# Aim:
Extract every line of the items below in which the string "gray" appears.

Records from a collection
* * * *

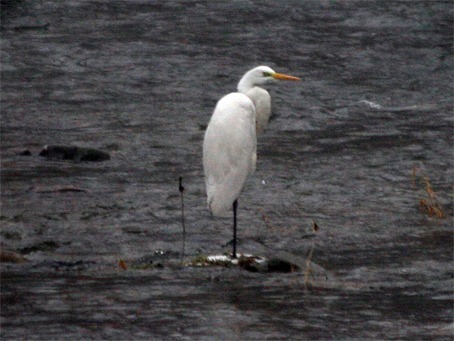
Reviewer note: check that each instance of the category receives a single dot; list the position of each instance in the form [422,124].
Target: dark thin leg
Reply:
[235,205]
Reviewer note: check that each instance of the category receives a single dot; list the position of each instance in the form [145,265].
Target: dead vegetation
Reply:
[429,205]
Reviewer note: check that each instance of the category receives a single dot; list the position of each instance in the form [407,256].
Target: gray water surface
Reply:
[139,80]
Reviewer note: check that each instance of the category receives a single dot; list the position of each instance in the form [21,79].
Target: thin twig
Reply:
[181,189]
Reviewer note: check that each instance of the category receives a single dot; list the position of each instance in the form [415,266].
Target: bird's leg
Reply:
[235,205]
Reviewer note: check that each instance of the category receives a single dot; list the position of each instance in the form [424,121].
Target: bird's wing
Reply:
[229,151]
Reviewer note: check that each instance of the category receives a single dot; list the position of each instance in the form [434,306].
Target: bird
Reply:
[230,141]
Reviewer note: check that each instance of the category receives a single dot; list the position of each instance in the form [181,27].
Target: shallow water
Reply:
[139,79]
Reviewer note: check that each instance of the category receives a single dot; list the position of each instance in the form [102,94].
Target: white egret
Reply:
[230,143]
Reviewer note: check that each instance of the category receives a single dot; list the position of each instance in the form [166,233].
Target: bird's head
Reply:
[261,75]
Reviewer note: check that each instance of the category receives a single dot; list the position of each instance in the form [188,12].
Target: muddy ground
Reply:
[363,147]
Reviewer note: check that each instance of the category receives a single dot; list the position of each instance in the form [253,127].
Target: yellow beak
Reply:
[281,76]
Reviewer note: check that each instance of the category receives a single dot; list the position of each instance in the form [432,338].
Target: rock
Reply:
[12,257]
[25,153]
[73,153]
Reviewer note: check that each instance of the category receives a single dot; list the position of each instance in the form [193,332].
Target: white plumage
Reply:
[230,143]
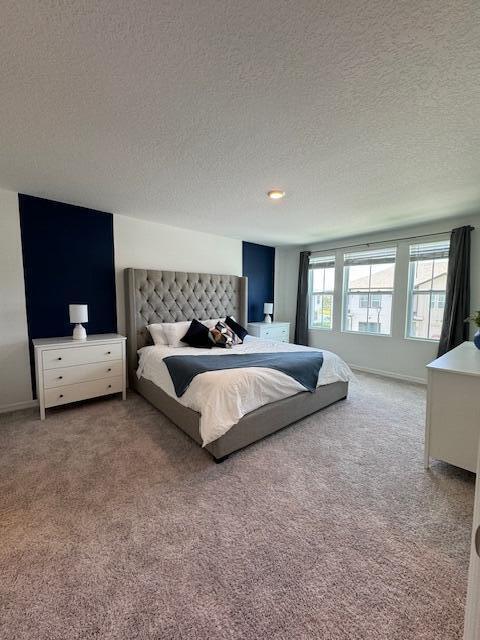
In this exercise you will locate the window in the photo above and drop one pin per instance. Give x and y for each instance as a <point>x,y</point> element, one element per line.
<point>369,327</point>
<point>426,289</point>
<point>368,290</point>
<point>321,287</point>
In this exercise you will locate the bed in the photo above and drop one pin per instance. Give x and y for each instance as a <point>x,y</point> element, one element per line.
<point>170,296</point>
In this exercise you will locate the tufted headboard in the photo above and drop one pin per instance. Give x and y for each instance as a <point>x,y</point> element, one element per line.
<point>171,296</point>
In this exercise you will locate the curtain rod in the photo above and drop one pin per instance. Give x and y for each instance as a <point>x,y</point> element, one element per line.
<point>367,244</point>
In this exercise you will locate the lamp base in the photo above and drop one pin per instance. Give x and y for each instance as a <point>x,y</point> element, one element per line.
<point>79,332</point>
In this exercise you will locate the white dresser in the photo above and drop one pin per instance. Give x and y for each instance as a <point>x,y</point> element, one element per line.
<point>452,429</point>
<point>69,370</point>
<point>279,331</point>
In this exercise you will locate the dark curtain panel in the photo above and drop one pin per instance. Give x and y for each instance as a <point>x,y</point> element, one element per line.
<point>301,322</point>
<point>457,300</point>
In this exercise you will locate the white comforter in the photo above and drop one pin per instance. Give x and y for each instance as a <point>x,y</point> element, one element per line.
<point>223,397</point>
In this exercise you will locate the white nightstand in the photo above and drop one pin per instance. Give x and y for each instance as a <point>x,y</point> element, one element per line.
<point>68,370</point>
<point>279,331</point>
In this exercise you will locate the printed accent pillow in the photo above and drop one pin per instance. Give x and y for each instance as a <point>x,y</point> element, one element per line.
<point>223,336</point>
<point>237,329</point>
<point>198,336</point>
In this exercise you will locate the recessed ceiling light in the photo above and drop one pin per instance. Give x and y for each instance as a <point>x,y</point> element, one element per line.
<point>276,194</point>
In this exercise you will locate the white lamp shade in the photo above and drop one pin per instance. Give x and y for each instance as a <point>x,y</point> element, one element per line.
<point>78,313</point>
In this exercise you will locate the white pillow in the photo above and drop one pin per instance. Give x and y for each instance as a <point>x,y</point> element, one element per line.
<point>171,333</point>
<point>211,324</point>
<point>156,331</point>
<point>174,332</point>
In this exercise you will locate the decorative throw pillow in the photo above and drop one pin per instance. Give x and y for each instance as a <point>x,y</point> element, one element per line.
<point>198,336</point>
<point>223,336</point>
<point>237,329</point>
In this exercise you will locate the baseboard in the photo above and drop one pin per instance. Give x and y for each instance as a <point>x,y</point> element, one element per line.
<point>16,406</point>
<point>389,374</point>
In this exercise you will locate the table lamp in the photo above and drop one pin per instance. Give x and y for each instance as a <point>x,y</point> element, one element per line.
<point>268,310</point>
<point>78,314</point>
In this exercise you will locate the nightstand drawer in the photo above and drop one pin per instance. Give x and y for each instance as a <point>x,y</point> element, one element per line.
<point>81,373</point>
<point>55,358</point>
<point>82,391</point>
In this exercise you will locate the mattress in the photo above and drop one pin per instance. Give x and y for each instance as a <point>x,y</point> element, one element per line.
<point>223,397</point>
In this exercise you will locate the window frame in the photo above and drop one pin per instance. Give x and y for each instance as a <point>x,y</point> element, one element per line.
<point>329,258</point>
<point>370,293</point>
<point>426,292</point>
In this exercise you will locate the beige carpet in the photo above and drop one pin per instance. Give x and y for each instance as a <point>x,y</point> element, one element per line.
<point>115,525</point>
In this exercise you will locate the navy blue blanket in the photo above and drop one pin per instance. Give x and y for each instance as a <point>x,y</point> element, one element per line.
<point>302,366</point>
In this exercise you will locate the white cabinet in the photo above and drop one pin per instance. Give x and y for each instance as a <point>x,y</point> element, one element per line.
<point>452,430</point>
<point>278,331</point>
<point>69,370</point>
<point>472,609</point>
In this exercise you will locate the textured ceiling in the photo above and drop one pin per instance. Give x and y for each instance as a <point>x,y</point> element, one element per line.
<point>366,113</point>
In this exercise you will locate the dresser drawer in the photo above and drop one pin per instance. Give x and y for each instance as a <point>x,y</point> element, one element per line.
<point>56,358</point>
<point>81,373</point>
<point>82,391</point>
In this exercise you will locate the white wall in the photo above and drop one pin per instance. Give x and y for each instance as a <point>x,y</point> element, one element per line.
<point>15,381</point>
<point>391,355</point>
<point>148,245</point>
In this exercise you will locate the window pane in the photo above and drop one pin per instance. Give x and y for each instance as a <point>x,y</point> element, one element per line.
<point>354,312</point>
<point>318,279</point>
<point>382,277</point>
<point>322,305</point>
<point>368,298</point>
<point>368,319</point>
<point>422,277</point>
<point>358,278</point>
<point>329,279</point>
<point>440,268</point>
<point>427,284</point>
<point>436,316</point>
<point>419,315</point>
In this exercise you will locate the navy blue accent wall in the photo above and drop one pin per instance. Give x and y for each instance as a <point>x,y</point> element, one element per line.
<point>259,266</point>
<point>68,258</point>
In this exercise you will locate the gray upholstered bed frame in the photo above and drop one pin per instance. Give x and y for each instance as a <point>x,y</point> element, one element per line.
<point>172,296</point>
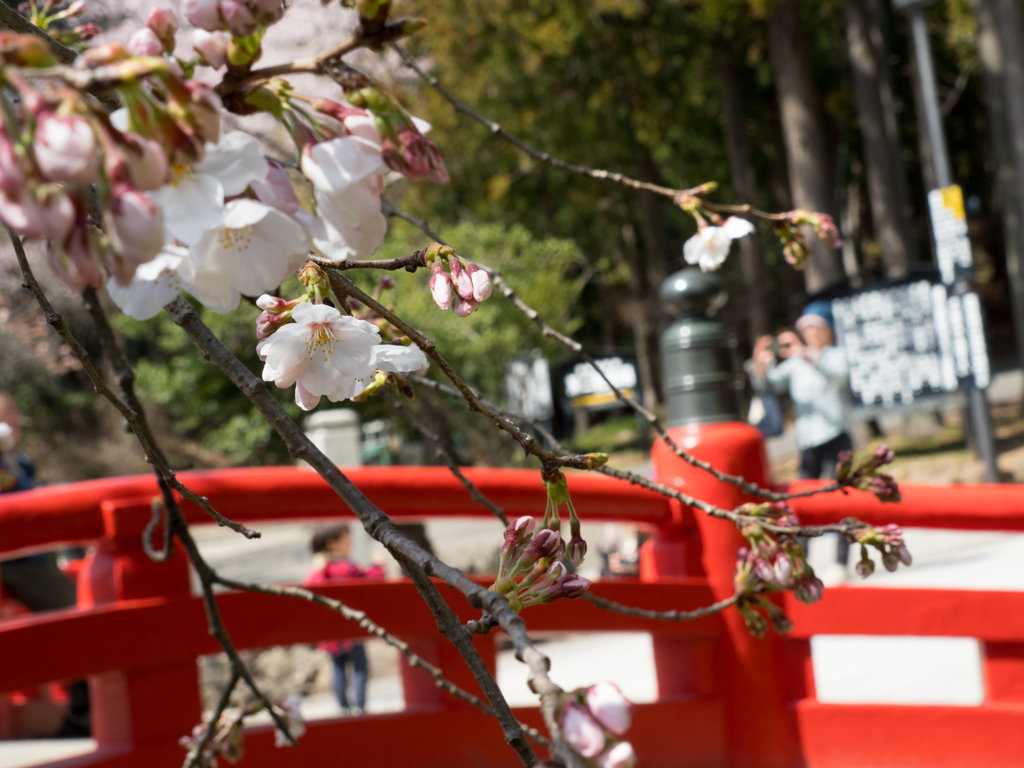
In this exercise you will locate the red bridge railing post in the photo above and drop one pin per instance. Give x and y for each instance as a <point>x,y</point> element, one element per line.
<point>761,726</point>
<point>139,707</point>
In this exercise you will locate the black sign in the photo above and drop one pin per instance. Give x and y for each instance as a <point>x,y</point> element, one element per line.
<point>908,340</point>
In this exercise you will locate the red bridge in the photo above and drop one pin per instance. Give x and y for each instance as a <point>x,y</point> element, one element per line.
<point>724,698</point>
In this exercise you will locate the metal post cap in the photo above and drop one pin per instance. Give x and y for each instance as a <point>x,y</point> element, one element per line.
<point>691,293</point>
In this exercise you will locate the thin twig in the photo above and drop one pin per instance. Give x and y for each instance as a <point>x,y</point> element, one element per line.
<point>664,615</point>
<point>132,417</point>
<point>450,462</point>
<point>374,520</point>
<point>195,757</point>
<point>342,286</point>
<point>546,330</point>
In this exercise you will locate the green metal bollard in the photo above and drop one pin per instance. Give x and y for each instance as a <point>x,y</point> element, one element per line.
<point>698,353</point>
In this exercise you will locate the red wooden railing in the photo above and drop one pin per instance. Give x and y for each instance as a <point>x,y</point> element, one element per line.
<point>724,698</point>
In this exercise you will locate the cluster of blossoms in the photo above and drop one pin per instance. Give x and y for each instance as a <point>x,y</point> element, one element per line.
<point>471,284</point>
<point>794,244</point>
<point>186,207</point>
<point>323,351</point>
<point>531,569</point>
<point>865,475</point>
<point>593,720</point>
<point>228,737</point>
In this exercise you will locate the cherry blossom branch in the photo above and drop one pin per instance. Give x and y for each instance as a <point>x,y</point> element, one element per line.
<point>664,615</point>
<point>342,286</point>
<point>154,457</point>
<point>195,757</point>
<point>677,196</point>
<point>446,458</point>
<point>546,330</point>
<point>176,523</point>
<point>374,520</point>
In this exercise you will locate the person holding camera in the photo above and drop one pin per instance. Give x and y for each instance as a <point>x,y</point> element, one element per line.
<point>814,373</point>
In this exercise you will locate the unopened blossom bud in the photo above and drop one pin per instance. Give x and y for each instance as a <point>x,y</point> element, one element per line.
<point>461,281</point>
<point>164,24</point>
<point>481,283</point>
<point>204,14</point>
<point>824,227</point>
<point>440,286</point>
<point>240,20</point>
<point>545,544</point>
<point>573,586</point>
<point>144,43</point>
<point>463,307</point>
<point>581,731</point>
<point>621,755</point>
<point>66,148</point>
<point>609,707</point>
<point>518,531</point>
<point>810,590</point>
<point>211,47</point>
<point>135,225</point>
<point>576,551</point>
<point>782,570</point>
<point>865,566</point>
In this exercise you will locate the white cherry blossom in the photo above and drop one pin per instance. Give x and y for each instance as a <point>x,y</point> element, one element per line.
<point>327,353</point>
<point>255,251</point>
<point>194,201</point>
<point>347,179</point>
<point>710,246</point>
<point>154,285</point>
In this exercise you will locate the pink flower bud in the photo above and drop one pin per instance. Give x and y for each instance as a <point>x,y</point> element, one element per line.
<point>204,14</point>
<point>211,47</point>
<point>145,43</point>
<point>135,225</point>
<point>276,190</point>
<point>163,23</point>
<point>609,707</point>
<point>481,283</point>
<point>620,756</point>
<point>440,287</point>
<point>463,307</point>
<point>581,731</point>
<point>240,20</point>
<point>576,551</point>
<point>66,148</point>
<point>461,280</point>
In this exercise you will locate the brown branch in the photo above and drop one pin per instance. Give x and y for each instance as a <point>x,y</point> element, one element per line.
<point>410,263</point>
<point>195,757</point>
<point>132,417</point>
<point>664,615</point>
<point>374,520</point>
<point>342,286</point>
<point>546,330</point>
<point>448,459</point>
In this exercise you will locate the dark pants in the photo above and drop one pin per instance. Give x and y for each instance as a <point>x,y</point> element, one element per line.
<point>819,462</point>
<point>360,671</point>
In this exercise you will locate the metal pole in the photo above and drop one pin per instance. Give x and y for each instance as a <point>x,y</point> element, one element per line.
<point>977,401</point>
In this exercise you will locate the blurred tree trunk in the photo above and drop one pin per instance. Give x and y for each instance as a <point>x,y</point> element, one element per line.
<point>803,133</point>
<point>738,150</point>
<point>1000,49</point>
<point>876,17</point>
<point>888,214</point>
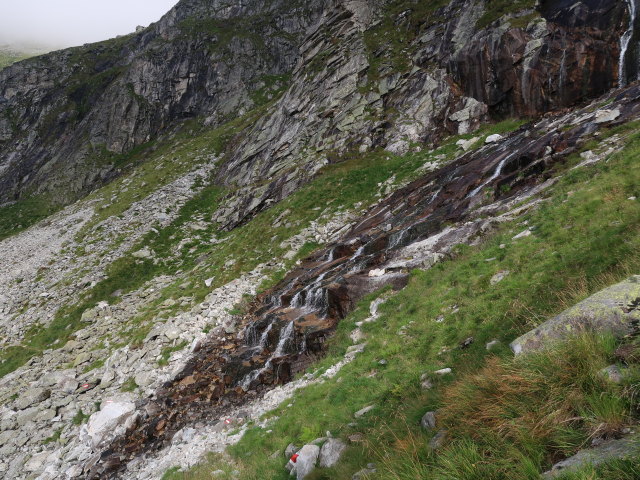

* * * *

# Solution to this exercise:
Target: gray water surface
In this exercise you will locate the gray upholstered bed frame in the photo above and drop one pin per instance. Give x and y for each instance as a <point>x,y</point> element, one element per line.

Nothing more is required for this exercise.